=== Given entries ===

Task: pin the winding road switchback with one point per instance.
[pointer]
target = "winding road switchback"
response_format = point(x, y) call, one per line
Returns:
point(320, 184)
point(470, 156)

===

What you should do: Retype all the records above without changing a word.

Exercise answer:
Task: pin the winding road switchback with one point per instance.
[pointer]
target = "winding road switchback"
response_format = point(x, y) call, one per line
Returns:
point(320, 184)
point(470, 156)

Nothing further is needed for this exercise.